***** Supplied passage *****

Eat and entertain at home – Eating meals at home can save a big chunk AND can be a lot healthier. If you don’t have a lot of time, get a cook book of quick recipes and make twice what you need. Freeze the left-over’s and have them another night. Instead of going out for fun, play a board game or cards. Get out the yard toys or ball gear and play outside. Not only does this save money it brings the family together. If you do go out for fun, eat before you go and try a park or recreation center. Use the coupon for mini-golf or bowling. If you want to expand your horizons, take a class at the local community school and learn something new. Many have inexpensive courses for youth and adult in art, health, dancing, sports, and cooking.

Reuse/recycle – use plastic grocery bags for trash can liners. Cut up old clothes and towels for car washing, garage work, and cleaning. Old t-shirts are great for that. Jeans can be cut up to use as kitchen dish clothes or stitched together for hot pads. Jars with lids are great for storing craft supplies and nuts and bolts in the garage. I bought a lunch bag for my son that was on the dollar shelf at Target so I don’t have to buy paper lunch bags all year. I’m a firm believer in buying conservative clothing and home decorating items. Trendy stuff has to be replaced when it’s out of style. Conservative items can be worn for years and furnishings can be recovered or repainted when you need a change. Example - If you like a blouse but it seems a little drab, consider changing the buttons or embellishing with decorative iron-ons, lace or ribbons. Recover throw pillows to add some new flavor to a room. Shop Ebay, garage sales, Craigslist and thrift stores for gently used items. Keep those old sneakers, stained shirts or jeans for yard work, cleaning or garage work.

***** Information given *****

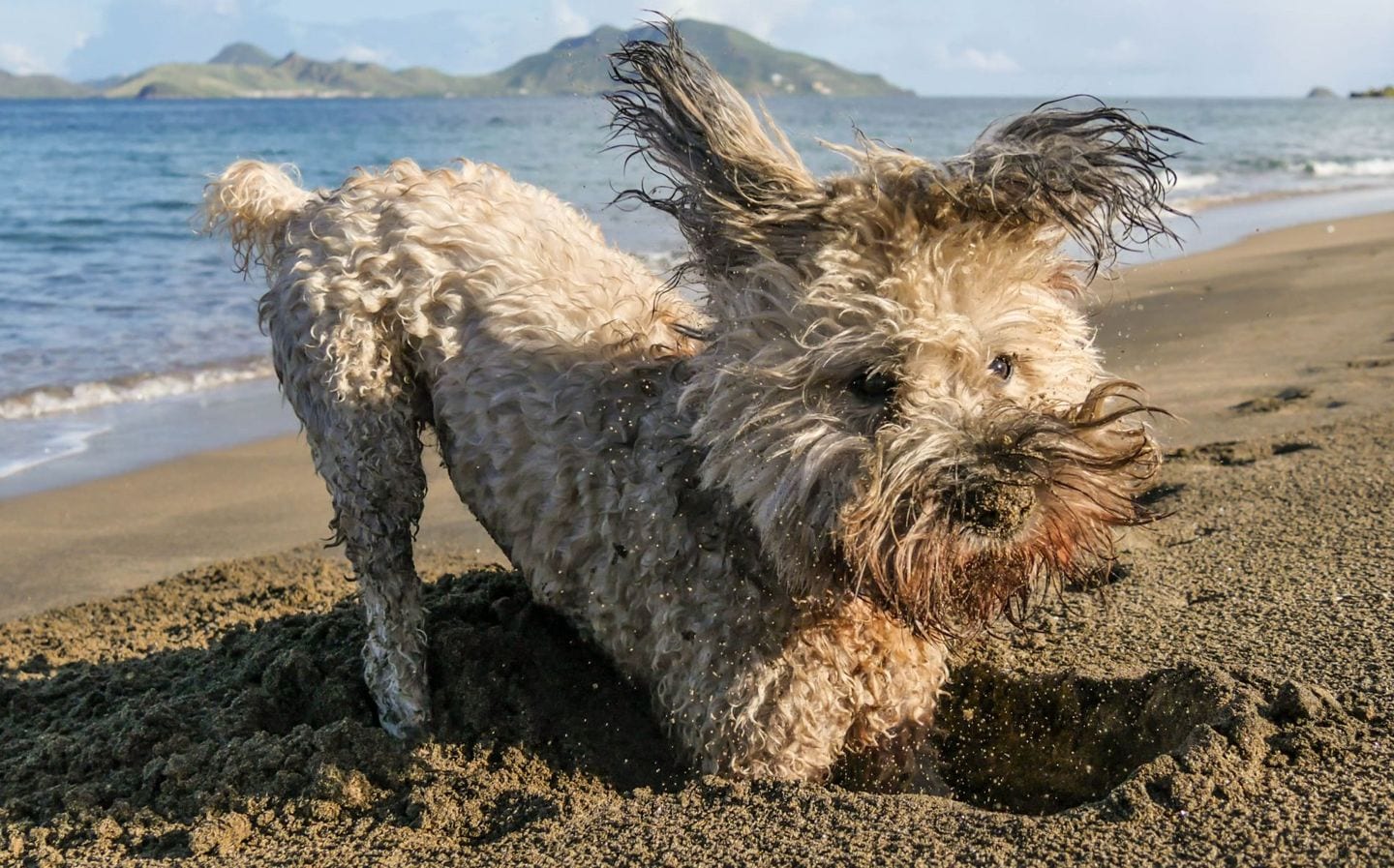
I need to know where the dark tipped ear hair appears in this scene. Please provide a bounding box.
[606,18,821,276]
[944,98,1195,270]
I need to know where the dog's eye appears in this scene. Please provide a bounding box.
[848,371,896,402]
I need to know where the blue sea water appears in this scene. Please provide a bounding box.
[0,98,1394,496]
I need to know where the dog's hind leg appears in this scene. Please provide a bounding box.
[315,412,431,738]
[286,334,430,738]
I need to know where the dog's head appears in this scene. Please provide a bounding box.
[611,21,1184,637]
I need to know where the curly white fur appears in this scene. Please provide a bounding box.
[205,27,1156,783]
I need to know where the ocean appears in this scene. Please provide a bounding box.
[0,98,1394,497]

*****

- **Questions on the material**:
a) List every place the money-saving tips name for shopping for gently used items.
b) According to the money-saving tips, what can plastic grocery bags be used for?
c) From the money-saving tips, write out the part starting at "Eat and entertain" and ending at "sports, and cooking.".

- **Results by task**:
a) Ebay, garage sales, Craigslist, and thrift stores

b) Trash can liners.

c)
Eat and entertain at home – Eating meals at home can save a big chunk AND can be a lot healthier. If you don’t have a lot of time, get a cook book of quick recipes and make twice what you need. Freeze the left-over’s and have them another night. Instead of going out for fun, play a board game or cards. Get out the yard toys or ball gear and play outside. Not only does this save money it brings the family together. If you do go out for fun, eat before you go and try a park or recreation center. Use the coupon for mini-golf or bowling. If you want to expand your horizons, take a class at the local community school and learn something new. Many have inexpensive courses for youth and adult in art, health, dancing, sports, and cooking.